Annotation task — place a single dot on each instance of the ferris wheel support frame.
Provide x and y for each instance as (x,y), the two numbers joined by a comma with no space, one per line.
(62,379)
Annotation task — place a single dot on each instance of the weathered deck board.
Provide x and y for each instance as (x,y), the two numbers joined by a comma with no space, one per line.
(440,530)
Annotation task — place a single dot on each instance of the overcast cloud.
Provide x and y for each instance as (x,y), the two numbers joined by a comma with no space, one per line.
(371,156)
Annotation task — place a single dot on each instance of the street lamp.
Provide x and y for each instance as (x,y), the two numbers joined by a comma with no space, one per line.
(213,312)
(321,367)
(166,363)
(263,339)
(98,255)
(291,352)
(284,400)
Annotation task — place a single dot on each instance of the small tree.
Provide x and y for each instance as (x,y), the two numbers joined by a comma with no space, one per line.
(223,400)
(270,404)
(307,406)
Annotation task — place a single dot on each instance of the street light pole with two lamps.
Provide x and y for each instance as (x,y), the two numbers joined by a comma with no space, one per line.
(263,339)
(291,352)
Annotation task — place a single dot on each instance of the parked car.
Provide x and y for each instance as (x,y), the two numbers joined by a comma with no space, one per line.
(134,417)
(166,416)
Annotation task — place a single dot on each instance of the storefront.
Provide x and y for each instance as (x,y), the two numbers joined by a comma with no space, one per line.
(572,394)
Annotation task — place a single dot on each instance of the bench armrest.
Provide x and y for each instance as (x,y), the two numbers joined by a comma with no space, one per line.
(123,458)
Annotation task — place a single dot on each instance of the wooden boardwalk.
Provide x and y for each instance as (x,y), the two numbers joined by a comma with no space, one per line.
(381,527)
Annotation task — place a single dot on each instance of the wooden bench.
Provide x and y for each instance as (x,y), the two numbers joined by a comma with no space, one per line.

┄┄┄┄┄┄┄┄┄┄

**Task objective:**
Could you output every entry from the listing above without altering a word?

**Finished task:**
Annotation task — place a single dot on each instance of the ferris wheel support frame.
Provide x and y for each instance as (x,y), the two numbers joined by a comma with no space, one per line.
(62,379)
Annotation task — place a single dot on each instance of the weathered deck board.
Provide x and y for each instance as (x,y), the two numbers joined by a comma with no space, one per line.
(440,530)
Annotation task — place a single dot on each instance of the overcast cloud.
Provide x and y for each instance as (x,y), the two numbers joined by a comma with no space, one per line.
(371,156)
Annotation task — place a single dot on each instance of the street lamp.
Provide x and y for each instance as (x,y), the two numbers joined by a comma with no space, one per line.
(213,312)
(321,367)
(166,363)
(263,339)
(98,255)
(291,352)
(284,400)
Annotation task — place a single dot on each instance of the small tree.
Provide x and y for each instance as (x,y), the two numbers joined by a comma with no space, one per line.
(223,400)
(270,404)
(307,406)
Annotation task — place a single dot on each instance of the street light pole with two lamps.
Provide x and y for each instance as (x,y), the two numbers joined by a comma with no space, one per line.
(263,339)
(291,352)
Annotation task — place a single dot on each instance of the parked car.
Provide x and y for each instance as (x,y), the two numbers joined by a comma with no space, one per line.
(134,417)
(166,416)
Annotation task — place a single dot on each instance of the storefront.
Provide x and y for each instance as (x,y), the two numbers joined by a comma with no space, one per line.
(572,394)
Annotation task — place a single dot on each instance of the bench armrest.
Provide x and y for each instance as (x,y), the two numbers joined by a comma with no space, one per line.
(123,458)
Annotation task — place a single dot on each instance of the wooden boardwalk.
Provide x and y for each instance as (x,y), the two numbers joined by a comma with no space, one per line.
(381,527)
Annotation task — place a single dot on each instance of the wooden bench.
Provide x and y for each instance as (x,y), the two numbers joined by a comma with no space, one per line.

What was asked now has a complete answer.